--- START Material to process ---

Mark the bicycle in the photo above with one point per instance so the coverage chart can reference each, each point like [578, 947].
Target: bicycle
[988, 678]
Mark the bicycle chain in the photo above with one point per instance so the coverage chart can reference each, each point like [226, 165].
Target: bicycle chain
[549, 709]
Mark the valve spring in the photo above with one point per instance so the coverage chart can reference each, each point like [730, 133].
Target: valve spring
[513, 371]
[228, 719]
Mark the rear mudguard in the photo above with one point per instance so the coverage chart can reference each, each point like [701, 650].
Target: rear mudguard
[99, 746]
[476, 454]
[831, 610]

--- END Material to process ---
--- START Material to process ---

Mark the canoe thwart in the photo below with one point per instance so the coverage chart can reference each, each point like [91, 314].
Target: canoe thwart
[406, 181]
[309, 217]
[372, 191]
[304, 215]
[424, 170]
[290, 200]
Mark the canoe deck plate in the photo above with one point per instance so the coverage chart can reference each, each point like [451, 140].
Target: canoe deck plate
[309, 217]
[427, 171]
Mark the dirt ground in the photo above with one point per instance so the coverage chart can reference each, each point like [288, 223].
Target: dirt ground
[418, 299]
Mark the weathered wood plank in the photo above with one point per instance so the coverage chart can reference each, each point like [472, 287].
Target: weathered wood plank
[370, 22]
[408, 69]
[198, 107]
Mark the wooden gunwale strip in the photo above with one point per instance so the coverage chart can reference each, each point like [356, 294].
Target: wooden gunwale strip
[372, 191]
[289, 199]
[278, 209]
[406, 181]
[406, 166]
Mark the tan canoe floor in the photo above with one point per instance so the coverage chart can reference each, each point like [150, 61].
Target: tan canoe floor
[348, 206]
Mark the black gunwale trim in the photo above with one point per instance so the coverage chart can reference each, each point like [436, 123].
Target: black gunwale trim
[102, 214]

--- END Material to process ---
--- START Material to process ---

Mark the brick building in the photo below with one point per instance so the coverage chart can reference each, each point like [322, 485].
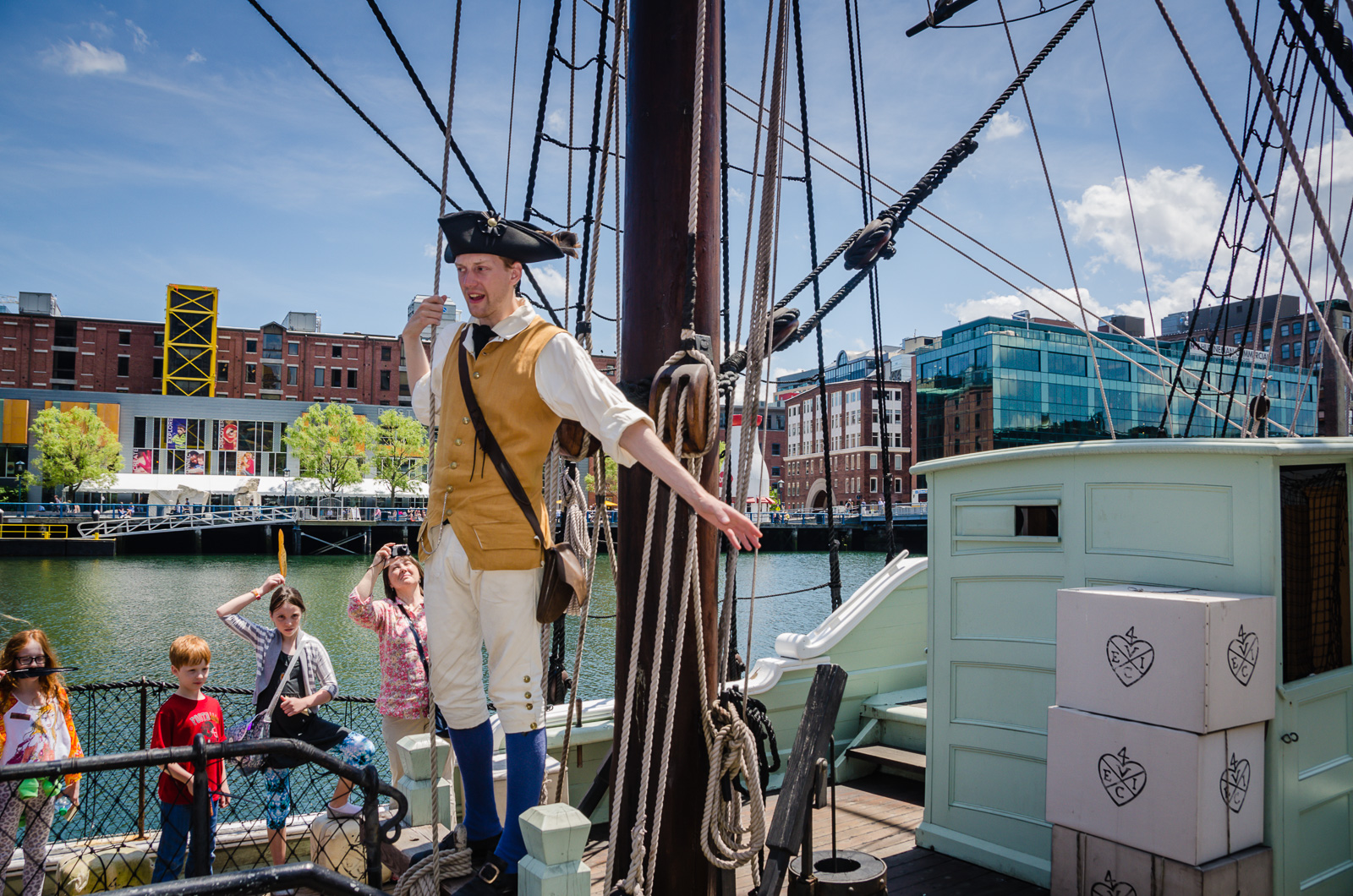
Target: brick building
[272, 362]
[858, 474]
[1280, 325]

--- END Material to process ---

▶ _Stated exercise_:
Copy out every line of the listing above that contains the word "each".

▶ _Output for this exercise_:
Mark the bicycle in the photo above with one point per instance so the coverage chart can reference each, each point like [578, 947].
Mark the bicycle chain in the photo above with one point per instance so the coverage chart can reference each, each point like [226, 165].
Mark the valve spring in the photo above with one point per instance so the coverage chart can reference each, each point like [730, 133].
Mark the rear mudguard in the photo above with one point per instance so the coverage chart can reference each, each point like [701, 650].
Mark the canoe thwart in the photo below with one point per instance so the coverage chart can reference each, each point like [91, 314].
Mark the canoe deck plate in the photo above with one point per instance so the coverage chart can reference each, each point like [451, 140].
Mark the dirt ground in the photo above with one point per instance so the coverage chart can reference each, each point like [288, 223].
Mark the weathered wood plank in the photo above with one point per instance so the coverage chart can reference each, each point like [472, 287].
Mark the wooden gunwale strip in the photo above with one point per instance so the coverage chart can reference each, each point like [356, 294].
Mark the tan canoe floor in the photo above with one point per instance so the coverage chart can reference each, each point like [150, 61].
Mark the black gunwale trim in the photo above with one point per instance so the coverage chart can reference each, each point like [436, 123].
Mark the brick building in the photo below with one point per instance so the coverage chart can reference each, each point like [322, 485].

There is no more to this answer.